Region annotation items
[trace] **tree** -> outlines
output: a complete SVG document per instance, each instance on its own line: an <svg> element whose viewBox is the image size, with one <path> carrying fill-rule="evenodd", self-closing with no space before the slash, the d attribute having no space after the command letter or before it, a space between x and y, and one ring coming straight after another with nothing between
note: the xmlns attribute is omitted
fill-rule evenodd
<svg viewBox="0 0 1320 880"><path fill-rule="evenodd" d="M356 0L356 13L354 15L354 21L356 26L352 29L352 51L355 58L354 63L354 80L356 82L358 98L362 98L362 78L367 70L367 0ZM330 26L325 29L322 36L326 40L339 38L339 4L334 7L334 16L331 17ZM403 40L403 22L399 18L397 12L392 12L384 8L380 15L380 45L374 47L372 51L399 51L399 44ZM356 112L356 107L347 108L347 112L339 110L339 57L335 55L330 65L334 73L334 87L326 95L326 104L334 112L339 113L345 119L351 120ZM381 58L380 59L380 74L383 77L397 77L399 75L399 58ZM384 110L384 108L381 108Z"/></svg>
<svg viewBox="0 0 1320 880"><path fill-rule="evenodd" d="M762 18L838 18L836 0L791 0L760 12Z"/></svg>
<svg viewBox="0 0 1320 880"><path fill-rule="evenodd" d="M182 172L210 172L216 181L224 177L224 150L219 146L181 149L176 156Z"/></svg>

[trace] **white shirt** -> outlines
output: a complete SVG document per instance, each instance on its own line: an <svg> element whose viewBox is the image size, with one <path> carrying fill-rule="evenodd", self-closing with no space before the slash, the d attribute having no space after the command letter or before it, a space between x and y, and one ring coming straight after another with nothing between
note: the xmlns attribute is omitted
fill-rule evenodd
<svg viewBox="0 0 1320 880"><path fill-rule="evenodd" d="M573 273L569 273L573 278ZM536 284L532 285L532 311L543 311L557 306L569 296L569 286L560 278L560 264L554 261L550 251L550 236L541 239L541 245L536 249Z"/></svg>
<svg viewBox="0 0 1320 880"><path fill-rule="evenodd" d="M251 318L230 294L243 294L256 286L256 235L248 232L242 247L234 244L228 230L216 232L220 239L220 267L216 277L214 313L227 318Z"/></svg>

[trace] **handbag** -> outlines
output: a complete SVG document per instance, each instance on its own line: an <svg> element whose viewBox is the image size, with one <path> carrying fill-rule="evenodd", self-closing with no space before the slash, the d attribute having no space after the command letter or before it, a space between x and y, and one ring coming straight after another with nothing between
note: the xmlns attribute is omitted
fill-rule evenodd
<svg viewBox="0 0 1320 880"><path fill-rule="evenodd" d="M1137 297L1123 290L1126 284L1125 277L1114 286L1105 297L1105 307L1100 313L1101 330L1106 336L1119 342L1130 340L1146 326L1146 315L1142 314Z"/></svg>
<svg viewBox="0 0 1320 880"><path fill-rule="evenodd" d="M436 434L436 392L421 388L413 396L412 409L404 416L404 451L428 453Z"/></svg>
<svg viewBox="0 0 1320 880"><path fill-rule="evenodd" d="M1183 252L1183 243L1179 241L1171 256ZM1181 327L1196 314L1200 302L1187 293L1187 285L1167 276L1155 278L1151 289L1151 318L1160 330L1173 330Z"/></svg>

==

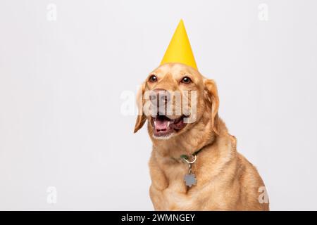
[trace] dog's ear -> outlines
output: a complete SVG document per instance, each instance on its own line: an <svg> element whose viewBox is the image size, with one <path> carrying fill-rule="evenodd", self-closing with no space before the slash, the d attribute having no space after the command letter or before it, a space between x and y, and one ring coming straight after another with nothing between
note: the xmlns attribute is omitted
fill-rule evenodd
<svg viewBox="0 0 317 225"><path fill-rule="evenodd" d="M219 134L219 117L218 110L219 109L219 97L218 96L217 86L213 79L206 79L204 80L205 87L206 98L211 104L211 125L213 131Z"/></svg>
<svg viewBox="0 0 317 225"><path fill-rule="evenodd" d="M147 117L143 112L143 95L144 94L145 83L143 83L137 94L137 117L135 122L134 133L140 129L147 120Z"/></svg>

[SET EXERCISE]:
Please write out the lines from the one containing "[trace] **handbag** -> outlines" through the one containing "252L1183 243L1179 241L1171", inclusive, swapping "omitted" for "left out" and leaving everything else as it is.

[COMPLETE OUTPUT]:
[trace] **handbag** -> outlines
output: a complete SVG document per instance, each instance on its own line: an <svg> element whose viewBox is the image size, with one <path> carrying fill-rule="evenodd", self-closing with no space before the slash, the d attribute having no space after the command letter or before it, a space between x and y, and one ring coming straight after another with nothing between
note: the xmlns attribute is left out
fill-rule evenodd
<svg viewBox="0 0 1320 880"><path fill-rule="evenodd" d="M1137 297L1123 290L1126 284L1125 277L1114 286L1105 297L1105 307L1100 313L1101 330L1106 336L1119 342L1130 340L1146 326L1146 315L1142 314Z"/></svg>
<svg viewBox="0 0 1320 880"><path fill-rule="evenodd" d="M436 434L436 392L421 388L413 396L412 409L404 416L404 451L428 453Z"/></svg>
<svg viewBox="0 0 1320 880"><path fill-rule="evenodd" d="M1183 252L1183 243L1179 241L1171 256ZM1181 327L1196 314L1200 302L1187 293L1187 285L1167 276L1155 278L1151 289L1151 318L1160 330L1173 330Z"/></svg>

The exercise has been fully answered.